» **Fragmento original**:
┌──

SERMÓN DE LA SOLEDAD

SOLEDAD DE MARÍA



Tal vez nos hemos acostumbrado demasiado a la Cruz… Y el corazón humano no se conmueve por lo que está acostumbrado a ver…
Y con todo, la Santa Iglesia, por medio de su Liturgia, confía en que nosotros acudamos al pie de la Cruz profundamente conmovidos…
¿Dónde están las lágrimas de nuestra emoción, dónde las lágrimas del arrepentimiento y de la compasión?
Confiemos…
Dios, que formó el corazón humano, conoce sus leyes, y ha dispuesto que el corazón, no obstante su dureza y crueldad, se conmueva profundamente al pie de la Cruz.
Bien sabe Dios que en el alma del hombre hay una cuerda que, pulsada por su mano, despertará los sentimientos más tiernos; bien sabe que tenemos recuerdos sagrados, los cuales podrán enternecer nuestro corazón…
Uno de esos recuerdos es el nombre de madre
Por esto colocó al pie de su Cruz a su Madre Santísima…
¡He ahí el arte supremo del Evangelio!
Incluso los desalmados verdugos permiten que permanezca al pie de la Cruz esta primera adoradora; ceden el paso con respeto…
Allí está Ella por nosotros, sí, para que le pidamos alma y corazón con qué comprender los sufrimientos de Jesús; allí está por nosotros, para que, levantando nuestros ojos, sintamos siquiera una pequeñísima parte del dolor que quemaba su alma.



***

Dos escenas sublimes nos muestran la amargura de la Virgen Santísima; una nos fue transmitida por la Tradición, la otra quedó consignada en la Sagrada Escritura.

└──

» **Extracto de datos**:
┌──

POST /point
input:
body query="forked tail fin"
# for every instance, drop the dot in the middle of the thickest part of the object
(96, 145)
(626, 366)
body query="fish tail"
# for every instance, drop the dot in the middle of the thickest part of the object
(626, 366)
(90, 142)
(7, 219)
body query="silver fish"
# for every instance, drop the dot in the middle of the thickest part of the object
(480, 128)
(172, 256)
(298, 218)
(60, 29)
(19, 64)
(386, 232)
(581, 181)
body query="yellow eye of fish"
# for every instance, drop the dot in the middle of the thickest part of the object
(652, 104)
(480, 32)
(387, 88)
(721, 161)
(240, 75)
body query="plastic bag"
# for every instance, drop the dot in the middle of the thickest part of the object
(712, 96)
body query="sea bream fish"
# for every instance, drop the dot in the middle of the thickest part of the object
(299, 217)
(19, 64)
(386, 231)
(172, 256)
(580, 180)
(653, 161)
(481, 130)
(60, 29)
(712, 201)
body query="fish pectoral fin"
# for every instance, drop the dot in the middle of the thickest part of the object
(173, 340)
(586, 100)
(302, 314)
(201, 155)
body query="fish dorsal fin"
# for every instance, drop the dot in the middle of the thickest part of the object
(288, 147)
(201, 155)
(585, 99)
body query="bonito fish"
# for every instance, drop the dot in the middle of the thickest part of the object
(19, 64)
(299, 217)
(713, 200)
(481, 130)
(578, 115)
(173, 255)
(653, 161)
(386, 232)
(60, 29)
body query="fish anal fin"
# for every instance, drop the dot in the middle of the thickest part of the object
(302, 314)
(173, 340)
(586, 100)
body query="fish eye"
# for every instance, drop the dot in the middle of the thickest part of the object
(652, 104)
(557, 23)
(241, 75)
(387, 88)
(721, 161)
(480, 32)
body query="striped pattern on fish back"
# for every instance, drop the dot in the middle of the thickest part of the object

└──

» **Lo que se pide**: En el sermón sobre la soledad de María, ¿qué recuerdo sagrado se menciona como capaz de enternecer el corazón?

» **Respuesta final**: El nombre de madre.